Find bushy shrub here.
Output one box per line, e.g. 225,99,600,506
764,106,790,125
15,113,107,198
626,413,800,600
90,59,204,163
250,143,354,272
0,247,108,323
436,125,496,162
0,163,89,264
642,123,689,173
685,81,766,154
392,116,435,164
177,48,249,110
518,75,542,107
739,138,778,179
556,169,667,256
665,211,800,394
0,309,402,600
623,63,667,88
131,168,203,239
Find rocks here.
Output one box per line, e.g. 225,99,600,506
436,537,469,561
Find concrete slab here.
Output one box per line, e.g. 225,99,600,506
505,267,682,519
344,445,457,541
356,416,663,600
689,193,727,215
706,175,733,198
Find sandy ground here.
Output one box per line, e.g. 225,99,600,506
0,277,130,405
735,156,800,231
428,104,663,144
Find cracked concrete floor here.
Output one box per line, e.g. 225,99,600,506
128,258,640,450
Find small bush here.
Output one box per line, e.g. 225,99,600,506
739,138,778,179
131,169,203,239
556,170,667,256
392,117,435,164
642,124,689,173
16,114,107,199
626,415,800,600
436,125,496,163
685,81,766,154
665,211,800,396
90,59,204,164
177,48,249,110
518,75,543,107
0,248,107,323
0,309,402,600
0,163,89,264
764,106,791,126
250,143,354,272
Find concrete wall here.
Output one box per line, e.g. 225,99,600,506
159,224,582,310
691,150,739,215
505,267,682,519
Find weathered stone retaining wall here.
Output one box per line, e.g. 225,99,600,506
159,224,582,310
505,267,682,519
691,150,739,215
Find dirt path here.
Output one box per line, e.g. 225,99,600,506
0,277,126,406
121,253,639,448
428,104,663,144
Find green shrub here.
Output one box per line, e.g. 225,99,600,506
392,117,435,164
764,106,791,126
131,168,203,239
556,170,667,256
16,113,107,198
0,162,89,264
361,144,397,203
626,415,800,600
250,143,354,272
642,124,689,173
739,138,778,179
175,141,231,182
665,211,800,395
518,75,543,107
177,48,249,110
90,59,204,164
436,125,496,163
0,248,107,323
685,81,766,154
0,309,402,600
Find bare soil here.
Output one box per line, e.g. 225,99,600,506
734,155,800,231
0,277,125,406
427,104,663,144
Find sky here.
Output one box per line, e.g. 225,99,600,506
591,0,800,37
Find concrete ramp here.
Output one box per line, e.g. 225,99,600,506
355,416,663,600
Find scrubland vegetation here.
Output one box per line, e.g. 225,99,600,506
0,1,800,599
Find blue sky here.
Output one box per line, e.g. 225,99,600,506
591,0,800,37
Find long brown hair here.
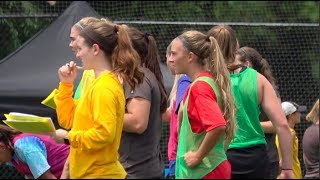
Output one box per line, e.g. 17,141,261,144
207,25,239,64
128,27,168,113
179,31,236,141
236,47,279,96
79,21,144,90
306,99,319,124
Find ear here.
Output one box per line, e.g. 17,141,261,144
92,44,100,56
0,141,6,150
244,61,252,67
188,51,197,62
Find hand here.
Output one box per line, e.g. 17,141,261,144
58,61,77,83
278,170,296,179
184,151,201,168
51,129,68,144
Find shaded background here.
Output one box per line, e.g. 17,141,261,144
0,1,320,179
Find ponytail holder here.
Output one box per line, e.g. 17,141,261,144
206,35,211,42
143,33,151,43
143,33,151,38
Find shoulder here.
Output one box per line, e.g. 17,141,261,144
190,80,214,96
14,135,45,151
178,74,191,83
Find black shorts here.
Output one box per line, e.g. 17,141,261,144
227,144,268,179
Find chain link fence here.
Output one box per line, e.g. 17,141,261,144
0,1,320,179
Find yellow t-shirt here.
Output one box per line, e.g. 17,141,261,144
54,72,126,179
275,128,302,179
81,70,95,94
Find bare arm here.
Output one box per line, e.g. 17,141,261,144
177,101,183,137
184,126,226,167
123,97,151,134
60,156,70,179
38,170,57,179
260,97,281,134
258,74,292,176
260,121,276,134
161,107,171,122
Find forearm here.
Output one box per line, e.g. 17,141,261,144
123,113,137,133
260,121,276,134
197,126,226,160
54,83,76,129
161,107,171,122
277,126,292,169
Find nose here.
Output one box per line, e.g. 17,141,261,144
169,54,174,62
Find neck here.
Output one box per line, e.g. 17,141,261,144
93,58,112,78
186,64,206,82
288,120,295,129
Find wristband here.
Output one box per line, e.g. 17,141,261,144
63,138,70,145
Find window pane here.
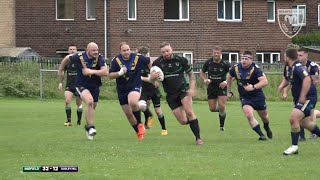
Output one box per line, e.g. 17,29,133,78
234,1,241,19
182,0,189,19
218,1,224,19
256,54,263,63
164,0,179,19
128,0,136,19
268,2,274,20
225,0,232,19
264,53,271,63
298,6,306,24
57,0,74,19
87,0,96,19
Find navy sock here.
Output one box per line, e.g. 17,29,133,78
300,127,306,139
311,126,320,137
291,132,300,146
133,111,141,124
252,124,264,136
189,119,200,140
66,107,71,122
158,115,166,130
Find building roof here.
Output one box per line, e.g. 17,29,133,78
0,47,40,57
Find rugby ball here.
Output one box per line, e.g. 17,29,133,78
138,100,147,112
150,66,164,81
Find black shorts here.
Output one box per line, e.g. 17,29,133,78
240,97,267,111
166,92,187,110
76,87,100,102
140,88,161,107
65,86,80,97
207,86,227,99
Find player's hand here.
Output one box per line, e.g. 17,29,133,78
219,81,227,89
243,84,255,91
153,81,160,88
203,79,211,86
58,83,62,91
118,66,127,76
187,89,195,97
227,91,233,98
82,68,93,76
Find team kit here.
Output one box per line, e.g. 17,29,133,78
58,42,320,155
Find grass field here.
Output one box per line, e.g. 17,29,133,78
0,99,320,180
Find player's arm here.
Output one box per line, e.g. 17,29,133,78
58,55,70,91
227,73,233,97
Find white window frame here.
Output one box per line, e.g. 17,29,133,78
128,0,137,21
56,0,74,21
217,0,242,22
318,4,320,26
86,0,97,21
164,0,190,21
292,5,307,26
173,51,193,65
221,52,239,63
256,52,280,64
267,0,276,23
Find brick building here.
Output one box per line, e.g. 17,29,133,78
11,0,319,63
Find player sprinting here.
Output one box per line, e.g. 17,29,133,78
227,51,273,141
137,46,168,136
61,42,108,140
152,42,203,145
58,45,82,126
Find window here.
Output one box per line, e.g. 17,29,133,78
267,0,276,22
217,0,242,21
292,5,307,26
173,51,193,64
128,0,137,21
221,52,239,63
256,52,280,64
56,0,74,20
86,0,96,20
164,0,189,21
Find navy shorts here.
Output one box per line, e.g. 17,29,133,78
76,87,100,102
117,87,141,106
65,86,80,97
140,88,161,107
294,98,317,117
166,92,187,110
241,97,267,111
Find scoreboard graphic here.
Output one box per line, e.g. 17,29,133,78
22,165,79,172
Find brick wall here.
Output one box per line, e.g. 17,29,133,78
16,0,291,59
16,0,104,57
0,0,16,48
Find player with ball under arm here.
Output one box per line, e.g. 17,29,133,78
152,42,203,145
108,42,157,140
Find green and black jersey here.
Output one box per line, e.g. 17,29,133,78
202,58,231,86
152,55,192,94
64,56,77,87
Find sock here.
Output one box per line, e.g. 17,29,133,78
219,113,227,127
143,107,152,125
300,127,306,138
133,110,141,124
158,115,166,130
132,123,139,133
252,124,264,136
291,131,300,146
311,126,320,137
66,107,71,122
189,119,200,140
77,108,82,121
263,121,270,132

● What to do
Please tally the lines in the entries above that contain the word "wall", treating uppercase and lowercase as different. Give only the number.

● Worked solution
3